- Your objective -
Write out, please, the line containing "truck windshield, each" together with all lines after it, up to and including the last one, with no other output.

Stored dataset items
+++++

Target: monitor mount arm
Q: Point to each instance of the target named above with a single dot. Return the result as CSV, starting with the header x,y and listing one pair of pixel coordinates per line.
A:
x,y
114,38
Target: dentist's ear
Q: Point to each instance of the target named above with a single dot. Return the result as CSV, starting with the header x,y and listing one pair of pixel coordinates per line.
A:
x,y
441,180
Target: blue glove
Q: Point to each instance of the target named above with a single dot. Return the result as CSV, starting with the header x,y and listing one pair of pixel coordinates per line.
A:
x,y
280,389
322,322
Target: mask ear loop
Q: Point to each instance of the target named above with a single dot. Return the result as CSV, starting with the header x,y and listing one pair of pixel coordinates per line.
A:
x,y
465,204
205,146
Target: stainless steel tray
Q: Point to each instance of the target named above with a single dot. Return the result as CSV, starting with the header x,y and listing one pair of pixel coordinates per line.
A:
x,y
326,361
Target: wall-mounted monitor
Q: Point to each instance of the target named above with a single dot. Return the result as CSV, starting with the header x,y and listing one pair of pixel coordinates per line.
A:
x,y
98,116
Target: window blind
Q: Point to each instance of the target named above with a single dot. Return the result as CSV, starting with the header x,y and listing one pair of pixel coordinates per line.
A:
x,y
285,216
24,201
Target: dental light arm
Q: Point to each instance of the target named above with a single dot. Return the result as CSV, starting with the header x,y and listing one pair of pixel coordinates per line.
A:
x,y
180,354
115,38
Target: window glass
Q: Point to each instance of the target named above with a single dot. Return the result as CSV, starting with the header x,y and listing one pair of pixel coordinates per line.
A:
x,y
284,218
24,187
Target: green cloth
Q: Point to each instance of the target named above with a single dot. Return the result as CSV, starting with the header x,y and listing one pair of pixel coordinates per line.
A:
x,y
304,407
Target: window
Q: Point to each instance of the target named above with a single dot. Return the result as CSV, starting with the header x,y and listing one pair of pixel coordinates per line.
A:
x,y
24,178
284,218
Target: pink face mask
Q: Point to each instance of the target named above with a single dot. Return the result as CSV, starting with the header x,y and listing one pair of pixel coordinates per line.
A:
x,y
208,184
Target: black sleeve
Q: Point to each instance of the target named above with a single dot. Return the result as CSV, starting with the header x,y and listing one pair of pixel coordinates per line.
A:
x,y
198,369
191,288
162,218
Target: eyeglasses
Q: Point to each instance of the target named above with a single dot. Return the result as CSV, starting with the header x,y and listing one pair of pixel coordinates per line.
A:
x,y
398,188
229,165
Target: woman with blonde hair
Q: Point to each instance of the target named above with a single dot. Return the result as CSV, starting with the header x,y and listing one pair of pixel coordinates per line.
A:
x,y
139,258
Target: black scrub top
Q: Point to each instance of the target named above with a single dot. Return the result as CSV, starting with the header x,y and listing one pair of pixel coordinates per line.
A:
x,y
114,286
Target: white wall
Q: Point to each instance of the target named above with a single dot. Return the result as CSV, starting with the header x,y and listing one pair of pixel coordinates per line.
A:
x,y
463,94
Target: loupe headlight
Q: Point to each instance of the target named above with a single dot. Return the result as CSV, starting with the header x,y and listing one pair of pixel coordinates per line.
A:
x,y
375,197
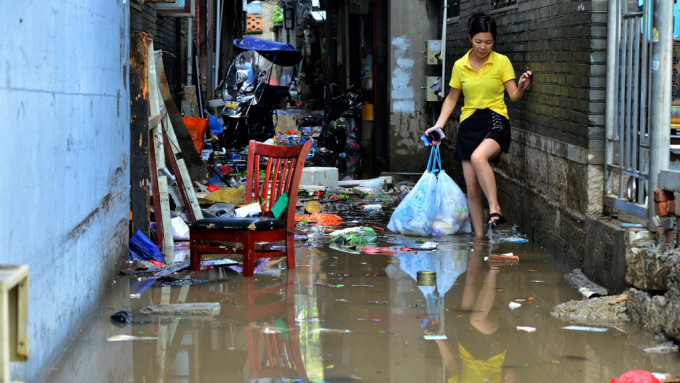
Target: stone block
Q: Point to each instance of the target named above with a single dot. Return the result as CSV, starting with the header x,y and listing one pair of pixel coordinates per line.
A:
x,y
655,313
604,252
537,169
647,269
320,176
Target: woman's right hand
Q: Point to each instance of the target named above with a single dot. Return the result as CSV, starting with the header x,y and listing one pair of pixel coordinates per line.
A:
x,y
427,132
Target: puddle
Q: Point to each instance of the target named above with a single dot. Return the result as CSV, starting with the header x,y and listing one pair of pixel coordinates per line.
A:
x,y
351,316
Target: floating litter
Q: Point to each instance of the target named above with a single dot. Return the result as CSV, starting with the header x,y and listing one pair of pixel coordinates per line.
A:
x,y
435,336
585,328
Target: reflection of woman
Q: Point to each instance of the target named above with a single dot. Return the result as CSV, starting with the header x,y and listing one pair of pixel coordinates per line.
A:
x,y
482,76
482,345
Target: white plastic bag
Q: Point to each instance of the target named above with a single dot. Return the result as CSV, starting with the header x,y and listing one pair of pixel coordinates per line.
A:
x,y
451,215
435,206
414,214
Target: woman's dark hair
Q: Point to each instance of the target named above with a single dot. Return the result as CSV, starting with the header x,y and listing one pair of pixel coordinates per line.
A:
x,y
480,22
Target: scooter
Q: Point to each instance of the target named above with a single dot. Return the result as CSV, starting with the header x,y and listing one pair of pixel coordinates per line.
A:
x,y
342,129
258,79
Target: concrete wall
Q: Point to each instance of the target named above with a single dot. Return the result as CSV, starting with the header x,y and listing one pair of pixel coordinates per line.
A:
x,y
555,159
169,36
64,151
410,115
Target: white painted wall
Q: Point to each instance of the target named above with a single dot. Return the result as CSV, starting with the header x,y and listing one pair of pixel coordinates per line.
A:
x,y
410,113
64,161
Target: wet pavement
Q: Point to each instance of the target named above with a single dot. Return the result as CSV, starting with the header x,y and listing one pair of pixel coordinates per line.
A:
x,y
345,315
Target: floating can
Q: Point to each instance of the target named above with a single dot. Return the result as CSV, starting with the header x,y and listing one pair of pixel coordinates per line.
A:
x,y
373,207
426,278
312,207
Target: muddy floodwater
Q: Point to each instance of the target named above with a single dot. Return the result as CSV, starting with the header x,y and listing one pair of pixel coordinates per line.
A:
x,y
345,315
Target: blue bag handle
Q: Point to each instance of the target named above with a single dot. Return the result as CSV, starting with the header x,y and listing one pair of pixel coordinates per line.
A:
x,y
434,165
431,161
438,159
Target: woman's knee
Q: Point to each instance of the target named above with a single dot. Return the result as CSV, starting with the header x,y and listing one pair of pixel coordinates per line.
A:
x,y
474,191
479,159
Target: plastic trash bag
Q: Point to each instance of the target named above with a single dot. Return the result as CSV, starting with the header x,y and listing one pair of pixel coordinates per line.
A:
x,y
215,124
435,206
451,215
414,214
141,248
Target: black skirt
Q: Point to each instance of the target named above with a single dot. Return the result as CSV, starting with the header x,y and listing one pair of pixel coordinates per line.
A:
x,y
482,124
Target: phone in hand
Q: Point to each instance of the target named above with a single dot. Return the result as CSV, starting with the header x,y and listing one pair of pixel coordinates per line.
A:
x,y
436,135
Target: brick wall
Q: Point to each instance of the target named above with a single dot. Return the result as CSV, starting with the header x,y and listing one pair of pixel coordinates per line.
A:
x,y
564,43
143,18
555,159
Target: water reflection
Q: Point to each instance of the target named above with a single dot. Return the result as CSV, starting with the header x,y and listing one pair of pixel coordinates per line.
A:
x,y
342,317
477,346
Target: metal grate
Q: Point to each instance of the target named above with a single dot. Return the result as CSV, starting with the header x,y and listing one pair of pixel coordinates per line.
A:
x,y
453,9
497,4
628,144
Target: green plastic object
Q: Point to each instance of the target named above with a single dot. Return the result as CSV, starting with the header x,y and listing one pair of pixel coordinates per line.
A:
x,y
360,237
280,205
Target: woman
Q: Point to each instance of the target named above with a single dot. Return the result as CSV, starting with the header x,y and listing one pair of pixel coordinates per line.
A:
x,y
483,76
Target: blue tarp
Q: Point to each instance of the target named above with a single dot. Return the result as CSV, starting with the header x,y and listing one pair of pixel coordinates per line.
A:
x,y
141,248
279,53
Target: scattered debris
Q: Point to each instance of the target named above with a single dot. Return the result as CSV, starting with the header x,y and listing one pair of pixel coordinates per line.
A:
x,y
584,285
429,246
435,337
506,257
207,308
609,311
125,338
585,328
663,348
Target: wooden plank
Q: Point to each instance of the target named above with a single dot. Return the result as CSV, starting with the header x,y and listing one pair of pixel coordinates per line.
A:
x,y
154,121
139,137
192,158
162,217
13,315
192,100
181,174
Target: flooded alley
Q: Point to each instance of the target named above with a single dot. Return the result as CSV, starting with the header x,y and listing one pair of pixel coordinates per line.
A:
x,y
358,314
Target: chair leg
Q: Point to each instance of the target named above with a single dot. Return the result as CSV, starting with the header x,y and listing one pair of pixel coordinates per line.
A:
x,y
194,256
290,250
248,256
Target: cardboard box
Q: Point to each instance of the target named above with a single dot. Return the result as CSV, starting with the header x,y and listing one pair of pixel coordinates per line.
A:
x,y
320,176
285,124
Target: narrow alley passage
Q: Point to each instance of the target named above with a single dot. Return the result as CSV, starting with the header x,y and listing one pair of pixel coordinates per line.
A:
x,y
349,313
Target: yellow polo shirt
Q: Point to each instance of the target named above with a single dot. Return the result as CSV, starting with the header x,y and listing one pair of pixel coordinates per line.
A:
x,y
484,89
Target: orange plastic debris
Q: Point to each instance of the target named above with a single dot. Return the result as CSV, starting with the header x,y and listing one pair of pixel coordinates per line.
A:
x,y
320,218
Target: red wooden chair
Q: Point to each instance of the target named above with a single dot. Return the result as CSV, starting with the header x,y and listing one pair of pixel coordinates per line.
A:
x,y
274,352
284,166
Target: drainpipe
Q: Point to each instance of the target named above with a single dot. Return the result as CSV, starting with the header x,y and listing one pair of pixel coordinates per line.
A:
x,y
190,42
443,52
348,79
611,100
660,99
218,37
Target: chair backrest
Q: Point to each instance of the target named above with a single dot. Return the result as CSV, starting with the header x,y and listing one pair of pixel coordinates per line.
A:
x,y
282,174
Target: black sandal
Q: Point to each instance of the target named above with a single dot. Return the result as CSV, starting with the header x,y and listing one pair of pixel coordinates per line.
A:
x,y
494,224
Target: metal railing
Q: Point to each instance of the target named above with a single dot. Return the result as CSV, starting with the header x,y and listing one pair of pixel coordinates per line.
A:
x,y
628,79
637,146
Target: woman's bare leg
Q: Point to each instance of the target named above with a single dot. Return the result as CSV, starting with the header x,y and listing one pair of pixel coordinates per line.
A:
x,y
479,160
474,194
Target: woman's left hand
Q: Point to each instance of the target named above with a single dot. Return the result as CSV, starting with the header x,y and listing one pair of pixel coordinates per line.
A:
x,y
525,80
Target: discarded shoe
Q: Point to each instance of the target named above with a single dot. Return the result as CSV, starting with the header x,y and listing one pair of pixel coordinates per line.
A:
x,y
494,224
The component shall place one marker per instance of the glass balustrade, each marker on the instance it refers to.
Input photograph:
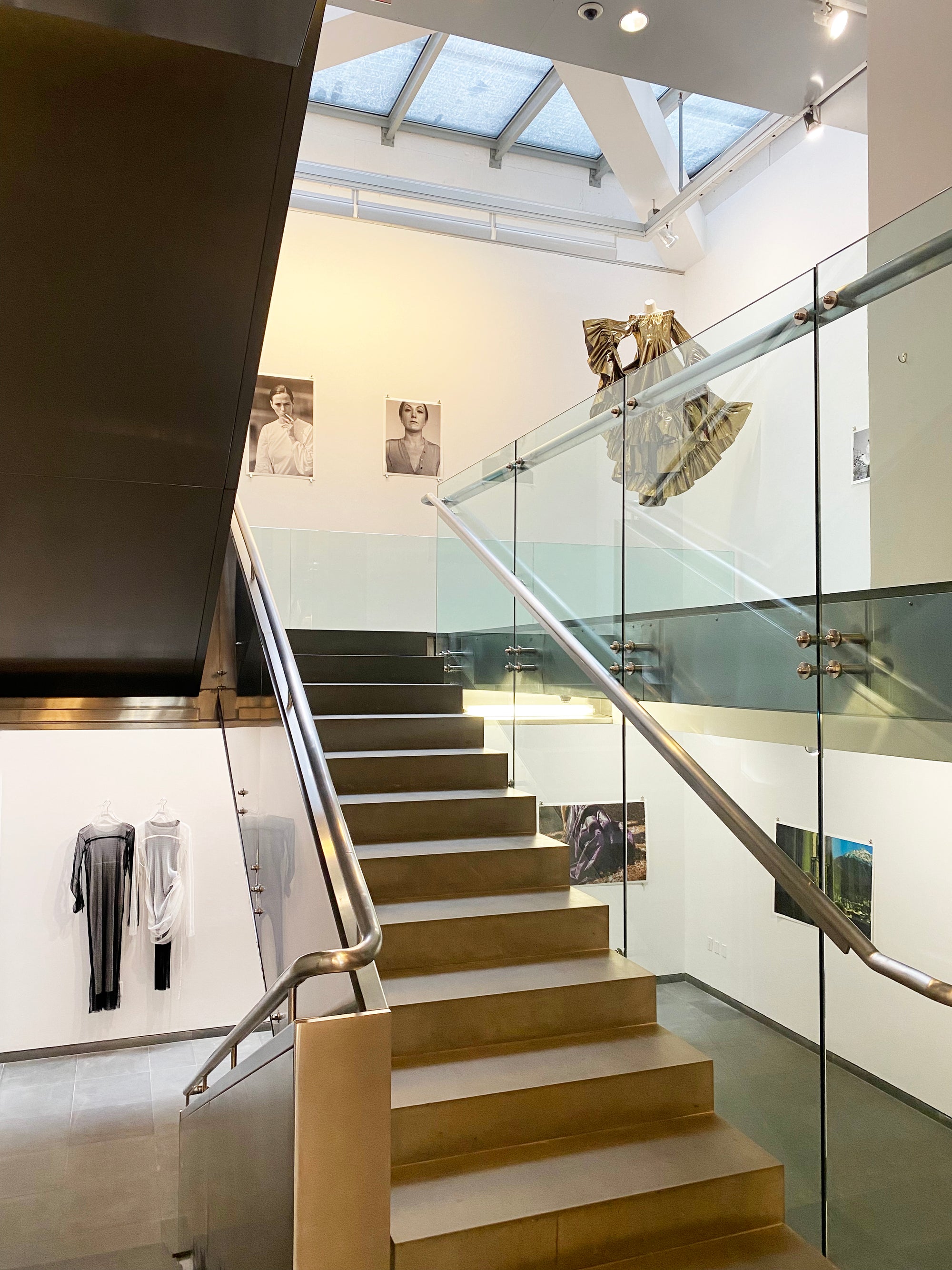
(751, 534)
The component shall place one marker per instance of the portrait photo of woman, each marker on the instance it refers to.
(412, 444)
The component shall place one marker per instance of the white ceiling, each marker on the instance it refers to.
(768, 54)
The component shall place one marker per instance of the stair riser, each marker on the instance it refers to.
(505, 936)
(466, 873)
(438, 818)
(437, 1025)
(385, 698)
(330, 669)
(521, 1117)
(402, 732)
(595, 1235)
(361, 643)
(399, 775)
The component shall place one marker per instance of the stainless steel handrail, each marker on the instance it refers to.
(343, 960)
(814, 902)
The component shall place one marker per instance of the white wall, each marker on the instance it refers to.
(52, 785)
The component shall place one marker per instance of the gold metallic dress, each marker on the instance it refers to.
(662, 450)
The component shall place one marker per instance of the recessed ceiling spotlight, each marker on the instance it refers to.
(833, 20)
(634, 21)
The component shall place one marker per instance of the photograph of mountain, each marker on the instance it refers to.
(847, 870)
(850, 880)
(597, 841)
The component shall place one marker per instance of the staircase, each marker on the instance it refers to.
(541, 1119)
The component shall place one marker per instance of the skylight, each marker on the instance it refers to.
(710, 128)
(560, 126)
(476, 88)
(370, 83)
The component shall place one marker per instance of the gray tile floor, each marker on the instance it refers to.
(89, 1149)
(890, 1166)
(89, 1157)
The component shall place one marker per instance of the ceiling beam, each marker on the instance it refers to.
(414, 83)
(540, 97)
(627, 122)
(733, 158)
(356, 35)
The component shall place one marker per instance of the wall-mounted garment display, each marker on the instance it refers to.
(163, 890)
(663, 450)
(101, 863)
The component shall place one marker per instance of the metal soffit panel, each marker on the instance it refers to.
(145, 192)
(767, 54)
(272, 31)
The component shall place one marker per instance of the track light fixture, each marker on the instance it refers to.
(832, 18)
(634, 21)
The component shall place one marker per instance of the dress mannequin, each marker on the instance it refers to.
(659, 451)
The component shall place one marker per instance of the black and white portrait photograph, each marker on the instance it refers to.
(861, 455)
(412, 445)
(281, 436)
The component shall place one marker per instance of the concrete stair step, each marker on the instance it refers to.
(582, 1202)
(364, 669)
(438, 814)
(385, 699)
(435, 934)
(387, 771)
(494, 1002)
(775, 1248)
(463, 867)
(360, 643)
(531, 1091)
(343, 733)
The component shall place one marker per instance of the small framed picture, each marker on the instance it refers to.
(861, 455)
(412, 441)
(281, 433)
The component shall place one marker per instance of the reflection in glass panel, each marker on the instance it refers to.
(370, 83)
(710, 128)
(476, 88)
(560, 126)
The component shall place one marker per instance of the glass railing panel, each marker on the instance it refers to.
(886, 464)
(568, 741)
(288, 893)
(718, 465)
(475, 612)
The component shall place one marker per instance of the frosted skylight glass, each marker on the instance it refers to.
(476, 88)
(710, 128)
(370, 83)
(560, 126)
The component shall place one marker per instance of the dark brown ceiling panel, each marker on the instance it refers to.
(144, 186)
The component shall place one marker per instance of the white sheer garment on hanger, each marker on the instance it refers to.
(163, 880)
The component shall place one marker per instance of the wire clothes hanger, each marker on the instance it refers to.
(105, 816)
(163, 816)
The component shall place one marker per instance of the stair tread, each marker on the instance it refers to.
(509, 1184)
(431, 795)
(496, 978)
(486, 1070)
(455, 846)
(775, 1248)
(503, 903)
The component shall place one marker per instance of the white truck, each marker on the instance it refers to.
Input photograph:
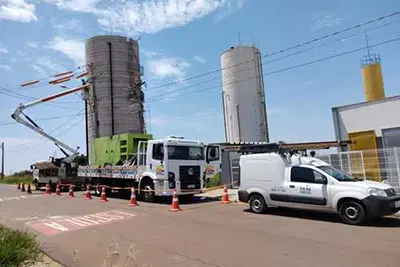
(158, 167)
(270, 179)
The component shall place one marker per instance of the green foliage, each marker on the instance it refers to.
(21, 173)
(18, 248)
(17, 179)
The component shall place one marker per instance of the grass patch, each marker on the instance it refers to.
(215, 181)
(17, 179)
(18, 248)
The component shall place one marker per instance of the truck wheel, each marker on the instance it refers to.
(148, 196)
(352, 212)
(97, 189)
(257, 204)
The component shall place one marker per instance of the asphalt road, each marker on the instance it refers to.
(78, 232)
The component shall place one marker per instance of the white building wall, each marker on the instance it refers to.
(374, 115)
(243, 95)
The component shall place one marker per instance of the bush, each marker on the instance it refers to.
(17, 179)
(18, 248)
(215, 181)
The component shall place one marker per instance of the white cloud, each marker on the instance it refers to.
(154, 15)
(72, 48)
(69, 26)
(193, 126)
(168, 67)
(32, 45)
(46, 66)
(199, 59)
(42, 72)
(148, 16)
(3, 49)
(75, 5)
(150, 54)
(325, 20)
(5, 67)
(17, 10)
(231, 7)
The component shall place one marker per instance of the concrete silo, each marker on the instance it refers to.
(243, 96)
(115, 98)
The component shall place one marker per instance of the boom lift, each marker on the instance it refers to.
(65, 165)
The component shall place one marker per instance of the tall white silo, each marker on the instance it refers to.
(115, 99)
(243, 96)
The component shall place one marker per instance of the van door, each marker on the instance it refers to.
(306, 188)
(213, 165)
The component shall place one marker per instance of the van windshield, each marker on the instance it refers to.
(337, 174)
(185, 152)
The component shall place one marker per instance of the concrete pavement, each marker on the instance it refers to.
(203, 234)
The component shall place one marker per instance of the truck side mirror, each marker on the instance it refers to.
(321, 180)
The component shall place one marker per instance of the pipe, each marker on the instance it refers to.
(225, 114)
(238, 116)
(87, 131)
(111, 90)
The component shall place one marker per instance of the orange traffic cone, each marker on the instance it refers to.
(71, 191)
(88, 195)
(225, 197)
(48, 192)
(133, 201)
(103, 197)
(175, 203)
(29, 191)
(58, 191)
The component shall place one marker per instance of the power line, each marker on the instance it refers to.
(263, 63)
(280, 70)
(42, 119)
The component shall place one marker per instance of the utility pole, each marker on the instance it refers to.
(2, 161)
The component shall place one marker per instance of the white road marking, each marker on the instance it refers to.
(65, 224)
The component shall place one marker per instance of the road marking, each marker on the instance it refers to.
(18, 197)
(57, 226)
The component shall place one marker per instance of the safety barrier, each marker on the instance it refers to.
(132, 201)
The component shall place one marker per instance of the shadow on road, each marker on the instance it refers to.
(387, 222)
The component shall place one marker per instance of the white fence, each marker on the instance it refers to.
(379, 165)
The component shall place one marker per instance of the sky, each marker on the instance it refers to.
(180, 39)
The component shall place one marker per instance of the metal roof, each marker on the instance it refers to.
(367, 103)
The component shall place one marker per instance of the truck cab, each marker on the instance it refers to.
(171, 163)
(270, 179)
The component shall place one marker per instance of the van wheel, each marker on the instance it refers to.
(148, 195)
(257, 204)
(352, 212)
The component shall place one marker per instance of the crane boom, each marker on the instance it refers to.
(33, 126)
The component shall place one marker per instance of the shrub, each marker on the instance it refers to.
(18, 248)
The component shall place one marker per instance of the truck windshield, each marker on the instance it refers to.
(185, 152)
(337, 174)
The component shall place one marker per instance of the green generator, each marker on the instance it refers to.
(116, 149)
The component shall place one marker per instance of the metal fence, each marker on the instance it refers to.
(378, 165)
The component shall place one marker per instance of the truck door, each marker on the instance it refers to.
(306, 188)
(213, 165)
(156, 162)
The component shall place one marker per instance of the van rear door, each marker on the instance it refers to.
(305, 187)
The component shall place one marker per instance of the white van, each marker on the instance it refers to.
(269, 179)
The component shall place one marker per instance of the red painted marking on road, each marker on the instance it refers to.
(55, 227)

+++++

- Expected answer -
The component shall place one marker per instance of the truck windshield, each marker on the instance it refers to.
(185, 152)
(337, 174)
The component shall place one marker per instance of the green generator, each marker on the instance it refers to.
(116, 149)
The component shall place one marker per instance of the metal fence, each marker on the instance it refers to.
(378, 165)
The component shall place one marker per instance of the truck door, each marker on the instance it refers to.
(306, 188)
(213, 165)
(156, 162)
The component shall place one marker per instance of the van rear door, each marker on the instance it refers to.
(305, 187)
The component shall place one marker per instance of the white van, each marker on the instance it refers to.
(269, 179)
The component shall place one marker per instance of the red painted marking on road, each marker on the instance it refers to.
(55, 227)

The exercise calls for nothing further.